***** TEXT EXCERPT *****

On May 3, 2022, the U.S. Securities and Exchange Commission (“SEC”) staff issued a sample comment letter to alert public companies to potential disclosure obligations relating to the impact of Russia’s invasion of Ukraine and the international response may have on their business. In the comment letter, the SEC’s Division of Corporate Finance staff notes that it is providing a non-exhaustive list of potential issues that serves to highlight common issues that companies may need to examine and which may vary based on their specific facts and circumstances. The sample comment letter covers six disclosure areas of staff focus:
- general disclosures based on the impact of U.S. and allied sanctions, shareholder and investor pressures to sustain or refrain from business with Russia, and the impacts of Russian counter-sanctions;
- heightened risk of cybersecurity intrusions as well as additional costs to protect against such matters (including the cost to adopt off-line back-up systems and the potential for insurance coverage issues);
- management’s discussion and analysis relating to (i) cash flows, currency volatility, and inventory and investments valuation, (ii) uncertainties relating to contractual obligations, (ii) import and export restrictions, and (iii) impacts from supply chain disruption;
- disclose any changes to accounting relating to non-GAAP measures, particularly as they may relate to revenue recognition and expenses related to one-time charges for changes to business in or with Russian counterparties;
- potential impacts to disclosure controls and procedures and effectiveness when tested against the impacts of Russia’s invasion of Ukraine on your business, and
- any changes to internal control over financial reporting that may have been predicated by of Russia’s invasion of Ukraine specifically or disruptions to the supply chain that are having an adverse effect on your business.

*****

BRIEF 1: According to the text on the SEC sample comment letter, on what date did SEC staff issue the letter?

***** DATA PROVIDED *****

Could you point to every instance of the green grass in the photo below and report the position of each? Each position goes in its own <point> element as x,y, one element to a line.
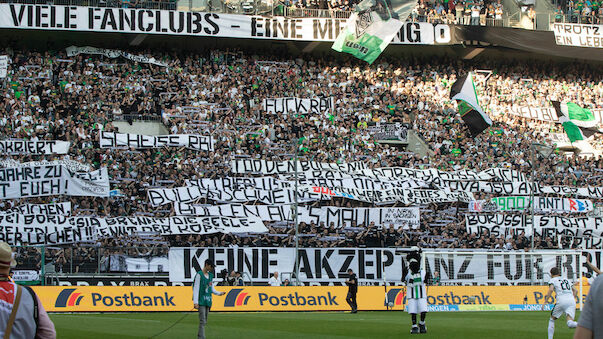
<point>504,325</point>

*****
***** DATA PROVIDED *****

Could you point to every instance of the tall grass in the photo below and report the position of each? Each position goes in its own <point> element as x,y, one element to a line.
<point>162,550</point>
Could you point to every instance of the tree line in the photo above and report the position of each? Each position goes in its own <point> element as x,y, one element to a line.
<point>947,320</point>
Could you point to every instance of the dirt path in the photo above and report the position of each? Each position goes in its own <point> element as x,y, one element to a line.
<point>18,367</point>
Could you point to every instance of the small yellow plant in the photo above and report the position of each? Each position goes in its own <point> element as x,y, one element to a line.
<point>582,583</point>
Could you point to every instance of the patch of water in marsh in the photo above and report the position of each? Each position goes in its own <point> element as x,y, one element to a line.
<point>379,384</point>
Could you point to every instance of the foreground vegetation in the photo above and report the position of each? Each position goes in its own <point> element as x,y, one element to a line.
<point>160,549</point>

*****

BRIEF 2: Reproduce the records starting at the line containing "Could you point to every instance of the tree" and ending at the line containing "<point>18,367</point>", requests included. Increase every coordinate in the answers by 7.

FINAL ANSWER 1: May 3, 2022.

FINAL ANSWER 2:
Could you point to every instance of the tree line in the photo above and report the position of each? Each position goes in its own <point> element as x,y, one element to a line.
<point>954,327</point>
Could you point to every instance of the dirt path in the photo above and report the position of each? Each position goes in its own <point> element as x,y, one element to a line.
<point>25,374</point>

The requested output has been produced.